#### What you will do
Reproduce every entry exactly.

#### Supplied data
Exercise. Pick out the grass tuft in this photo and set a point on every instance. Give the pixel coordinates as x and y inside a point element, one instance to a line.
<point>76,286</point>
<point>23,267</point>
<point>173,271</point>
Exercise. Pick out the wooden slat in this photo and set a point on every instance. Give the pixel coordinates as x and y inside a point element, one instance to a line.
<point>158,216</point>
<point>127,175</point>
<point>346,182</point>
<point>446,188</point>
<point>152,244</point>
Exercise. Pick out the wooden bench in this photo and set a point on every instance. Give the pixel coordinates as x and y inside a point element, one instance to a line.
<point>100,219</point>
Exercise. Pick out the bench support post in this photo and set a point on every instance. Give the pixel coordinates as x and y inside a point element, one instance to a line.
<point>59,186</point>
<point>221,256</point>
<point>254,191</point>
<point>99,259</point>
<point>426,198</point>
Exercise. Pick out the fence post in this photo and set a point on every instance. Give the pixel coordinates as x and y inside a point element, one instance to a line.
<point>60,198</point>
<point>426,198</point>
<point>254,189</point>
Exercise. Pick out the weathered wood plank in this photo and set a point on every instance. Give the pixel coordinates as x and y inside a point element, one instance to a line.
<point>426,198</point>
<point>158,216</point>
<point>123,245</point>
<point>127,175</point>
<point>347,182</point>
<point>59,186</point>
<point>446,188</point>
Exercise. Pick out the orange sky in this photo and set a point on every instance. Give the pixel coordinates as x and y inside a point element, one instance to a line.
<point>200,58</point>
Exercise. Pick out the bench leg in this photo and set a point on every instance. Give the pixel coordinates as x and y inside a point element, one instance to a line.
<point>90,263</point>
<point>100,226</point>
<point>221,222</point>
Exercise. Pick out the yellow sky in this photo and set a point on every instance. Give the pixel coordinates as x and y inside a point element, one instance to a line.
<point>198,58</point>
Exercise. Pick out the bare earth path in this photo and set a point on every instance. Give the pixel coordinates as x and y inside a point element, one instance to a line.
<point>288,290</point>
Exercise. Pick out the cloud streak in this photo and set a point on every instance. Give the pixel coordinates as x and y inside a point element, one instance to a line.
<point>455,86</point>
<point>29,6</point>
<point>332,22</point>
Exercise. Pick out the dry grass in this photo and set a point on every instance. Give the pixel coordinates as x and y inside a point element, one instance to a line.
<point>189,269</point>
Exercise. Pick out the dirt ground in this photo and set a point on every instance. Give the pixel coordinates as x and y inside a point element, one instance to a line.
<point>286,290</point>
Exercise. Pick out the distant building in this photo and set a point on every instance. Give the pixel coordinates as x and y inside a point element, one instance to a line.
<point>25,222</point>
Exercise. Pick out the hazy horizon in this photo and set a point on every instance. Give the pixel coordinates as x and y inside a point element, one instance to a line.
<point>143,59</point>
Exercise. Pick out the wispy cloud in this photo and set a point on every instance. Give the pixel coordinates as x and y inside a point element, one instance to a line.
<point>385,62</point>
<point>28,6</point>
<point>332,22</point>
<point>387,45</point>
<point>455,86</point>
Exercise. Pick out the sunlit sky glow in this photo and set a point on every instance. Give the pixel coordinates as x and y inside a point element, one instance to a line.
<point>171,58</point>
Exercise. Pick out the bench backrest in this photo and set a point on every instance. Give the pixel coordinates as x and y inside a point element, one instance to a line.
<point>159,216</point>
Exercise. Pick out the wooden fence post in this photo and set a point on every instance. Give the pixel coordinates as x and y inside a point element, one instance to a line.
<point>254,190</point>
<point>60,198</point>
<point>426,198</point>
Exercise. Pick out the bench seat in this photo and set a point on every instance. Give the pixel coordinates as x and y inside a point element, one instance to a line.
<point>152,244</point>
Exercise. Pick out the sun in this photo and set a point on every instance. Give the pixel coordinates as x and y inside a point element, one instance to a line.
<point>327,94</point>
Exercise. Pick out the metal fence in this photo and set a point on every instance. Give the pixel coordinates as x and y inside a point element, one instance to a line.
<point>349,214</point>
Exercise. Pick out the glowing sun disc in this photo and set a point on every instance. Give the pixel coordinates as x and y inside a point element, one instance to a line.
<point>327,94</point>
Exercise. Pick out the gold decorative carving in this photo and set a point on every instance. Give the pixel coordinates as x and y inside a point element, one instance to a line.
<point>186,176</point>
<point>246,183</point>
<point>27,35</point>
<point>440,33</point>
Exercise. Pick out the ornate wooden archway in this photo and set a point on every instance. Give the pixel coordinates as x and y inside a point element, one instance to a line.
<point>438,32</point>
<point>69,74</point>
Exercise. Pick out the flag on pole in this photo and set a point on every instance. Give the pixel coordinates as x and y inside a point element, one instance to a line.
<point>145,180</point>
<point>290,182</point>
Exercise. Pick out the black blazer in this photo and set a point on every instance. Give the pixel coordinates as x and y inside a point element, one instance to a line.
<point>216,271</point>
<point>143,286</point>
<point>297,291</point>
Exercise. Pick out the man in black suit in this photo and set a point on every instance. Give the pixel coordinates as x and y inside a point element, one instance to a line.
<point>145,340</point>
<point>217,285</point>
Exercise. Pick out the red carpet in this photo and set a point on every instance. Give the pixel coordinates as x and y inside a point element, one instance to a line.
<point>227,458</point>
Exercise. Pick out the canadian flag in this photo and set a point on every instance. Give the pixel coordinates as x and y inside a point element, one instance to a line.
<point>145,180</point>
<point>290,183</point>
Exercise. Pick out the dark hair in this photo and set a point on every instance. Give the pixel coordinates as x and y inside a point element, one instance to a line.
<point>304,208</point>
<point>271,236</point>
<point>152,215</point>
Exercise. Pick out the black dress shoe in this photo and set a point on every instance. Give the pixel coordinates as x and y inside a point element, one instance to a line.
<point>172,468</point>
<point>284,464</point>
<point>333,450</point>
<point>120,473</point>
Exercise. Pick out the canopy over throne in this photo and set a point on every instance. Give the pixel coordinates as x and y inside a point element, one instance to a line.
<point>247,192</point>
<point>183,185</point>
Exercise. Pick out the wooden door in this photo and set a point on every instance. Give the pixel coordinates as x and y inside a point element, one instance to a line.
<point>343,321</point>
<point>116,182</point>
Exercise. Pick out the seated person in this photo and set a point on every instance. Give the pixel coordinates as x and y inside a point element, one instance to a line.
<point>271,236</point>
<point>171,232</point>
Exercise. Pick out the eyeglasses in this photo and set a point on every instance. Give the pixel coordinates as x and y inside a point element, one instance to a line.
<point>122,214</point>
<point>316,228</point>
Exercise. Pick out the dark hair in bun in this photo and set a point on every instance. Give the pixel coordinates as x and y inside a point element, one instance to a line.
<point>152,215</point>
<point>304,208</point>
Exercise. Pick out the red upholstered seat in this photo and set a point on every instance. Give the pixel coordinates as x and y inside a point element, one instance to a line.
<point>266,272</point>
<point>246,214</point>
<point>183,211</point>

#### Answer to this problem
Exercise. Pick out the grass tuft in this photo and set a point on every instance. Give the pixel coordinates as x and y inside a point element, one instance to a line.
<point>76,286</point>
<point>23,267</point>
<point>173,271</point>
Exercise. Pick out the wooden slat in this photo and set a point on every instance. Give the pixel coordinates as x and y inside a point element, one instance to a line.
<point>158,216</point>
<point>127,175</point>
<point>346,182</point>
<point>446,188</point>
<point>152,244</point>
Exercise. Pick out the wooden bench in this photo and set a point on every instance. Give the pixel coordinates as x and y inside a point element, one instance to a line.
<point>100,219</point>
Exercise. Pick out the bench support post in this photo and set a point on every instance. Give the pixel coordinates as x and y inside a point element, one instance to a line.
<point>59,186</point>
<point>221,256</point>
<point>254,191</point>
<point>99,259</point>
<point>426,198</point>
Exercise. Pick out the fence post in this photo and set a point on every instance. Give the pixel coordinates as x and y inside a point element, one instance to a line.
<point>60,198</point>
<point>426,198</point>
<point>254,189</point>
Exercise. Pick out the weathered wood plank in this photo and set a point on every instance. Give the pixel coordinates as x and y inside a point element, one instance to a line.
<point>426,198</point>
<point>158,216</point>
<point>123,245</point>
<point>127,175</point>
<point>347,182</point>
<point>59,186</point>
<point>446,188</point>
Exercise. Pick out the orange sky in this photo and set a point on every instance. Give the pixel coordinates as x and y inside a point element, one instance to a line.
<point>200,58</point>
Exercise. Pick out the bench leg in this photo and set a point on every instance. Give the pixel coordinates as x and y inside a point element, one instance to a line.
<point>90,263</point>
<point>100,226</point>
<point>221,222</point>
Exercise. Pick out the yellow sky in this photo and set a point on every instance. Give the pixel coordinates as x and y inside a point element, one instance to a line.
<point>198,58</point>
Exercise. Pick out the bare earth path in this photo and set a point on every instance. Give the pixel coordinates as x and y inside a point element, one instance to a line.
<point>288,290</point>
Exercise. Pick out the cloud streak in this photo and set a point on every instance. Give the pixel coordinates as x and y inside a point element, one instance to a line.
<point>455,86</point>
<point>29,6</point>
<point>332,22</point>
Exercise. Pick out the dry grass in this photo and set a point on every instance. Give the pixel coordinates as x and y inside a point element, one instance to a line.
<point>189,269</point>
Exercise. Pick out the dirt ground in this photo and set a point on every instance. Give the pixel coordinates as x and y inside a point element, one instance to a line.
<point>286,290</point>
Exercise. Pick out the distant building in this photo and set a point on every instance. Give the pixel coordinates as x and y inside a point element, one instance to a line.
<point>25,222</point>
Exercise. Pick out the hazy horizon in this photo and set a point on every instance. Give the pixel coordinates as x and y inside a point element, one instance to a line.
<point>143,59</point>
Exercise. Pick out the wispy cloud in this photo and set a point on every instance. Give the pixel coordinates as x and y inside a point element, one instance to a line.
<point>385,62</point>
<point>28,6</point>
<point>332,22</point>
<point>387,45</point>
<point>455,86</point>
Exercise. Pick out the sunlit sky glow in this photo and set a point on every instance. Give the pixel coordinates as x and y inside a point element, one instance to a line.
<point>171,58</point>
Exercise. Pick out the bench backrest in this photo and set a point on every instance. Give the pixel coordinates as x and y inside a point element, one instance to a line.
<point>159,216</point>
Exercise. Pick out the wooden fence post in this photo and set a point on every instance. Give the pixel coordinates as x and y inside a point element, one instance to a line.
<point>254,190</point>
<point>60,198</point>
<point>426,198</point>
Exercise. Pick out the bench seat in this photo and set a point on every instance. Give the pixel coordinates as x and y inside a point element, one instance to a line.
<point>152,244</point>
Exercise. Pick out the sun in this photo and set a point on every instance. Give the pixel coordinates as x and y inside a point element, one instance to a line.
<point>327,94</point>
Exercise. Pick out the metal fence in this photo and set a point on every instance. Give the pixel coordinates as x and y inside a point element, one instance to a line.
<point>349,214</point>
Exercise. Pick out the glowing sun disc in this photo and set a point on every instance. Give the pixel coordinates as x and y inside a point element, one instance to a line.
<point>327,94</point>
Exercise. Pick out the gold decorative carving in this photo and set a point on every instance. Give the pixel coordinates as x and y inside a point element, one instance to a line.
<point>186,176</point>
<point>246,183</point>
<point>27,35</point>
<point>440,33</point>
Exercise. Pick out the ornate wooden archway in this photo and set a point on every instance. Give the pixel coordinates as x and y inside a point element, one instance to a line.
<point>438,32</point>
<point>69,74</point>
Exercise. Pick out the flag on pole in this photo and set a point on every instance. Give the pixel coordinates as x and y inside a point element, one instance to a line.
<point>145,180</point>
<point>290,182</point>
Exercise. Pick out the black blazer in this photo and set a point on every instance. Give the pixel coordinates as x and y inside a point element, one instance to a line.
<point>216,271</point>
<point>143,286</point>
<point>297,291</point>
Exercise. Pick out the man in black suit in this photo and set a point on every instance. Give the pixel coordinates as x and y inside a point element, one instance to a line.
<point>145,340</point>
<point>217,285</point>
Exercise. Pick out the red carpet in this photo and set a point on every instance. Give the pixel coordinates as x and y inside a point element, one instance to a line.
<point>227,458</point>
Exercise. Pick out the canadian flag in this photo and set a point on every instance. Give the pixel coordinates as x and y inside a point element, one instance to a line.
<point>145,180</point>
<point>290,183</point>
Exercise. Pick out the dark hair in this photo and set a point on every instance. Give the pixel coordinates as x and y inside a point element, one instance to a line.
<point>304,208</point>
<point>271,236</point>
<point>152,215</point>
Exercise. Pick out the black dress shoe in this photo and set a point on every instance. Give the pixel coordinates as x and y inside a point element, one instance to a line.
<point>172,468</point>
<point>284,464</point>
<point>333,450</point>
<point>120,473</point>
Exercise. Pick out the canopy over throne in this photo and set a point on every instance. Give the pixel coordinates as x and y inside a point element, one instance to a line.
<point>247,192</point>
<point>183,185</point>
Exercise. Pick out the wooden door in this photo and set a point on every instance. Give the pixel coordinates as x and y inside a point element, one instance to a line.
<point>343,321</point>
<point>116,182</point>
Exercise. Pick out the seated person in this photo and set a point on every instance. Give the pixel coordinates as x and y inside a point element, one instance to a line.
<point>271,236</point>
<point>171,232</point>
Exercise. Pick out the eyeglasses in this photo and set a point on every instance. Give the pixel coordinates as x and y inside a point element, one instance to a line.
<point>122,214</point>
<point>316,228</point>
Exercise. Pick out the dark hair in bun in this photo and set a point on every instance. Give the pixel coordinates as x and y inside a point element, one instance to a line.
<point>152,215</point>
<point>304,208</point>
Exercise. Pick out the red upholstered seat in this photo and set a point on every instance. Give the pixel coordinates as x and y inside a point element, one instance to a line.
<point>266,272</point>
<point>246,214</point>
<point>183,211</point>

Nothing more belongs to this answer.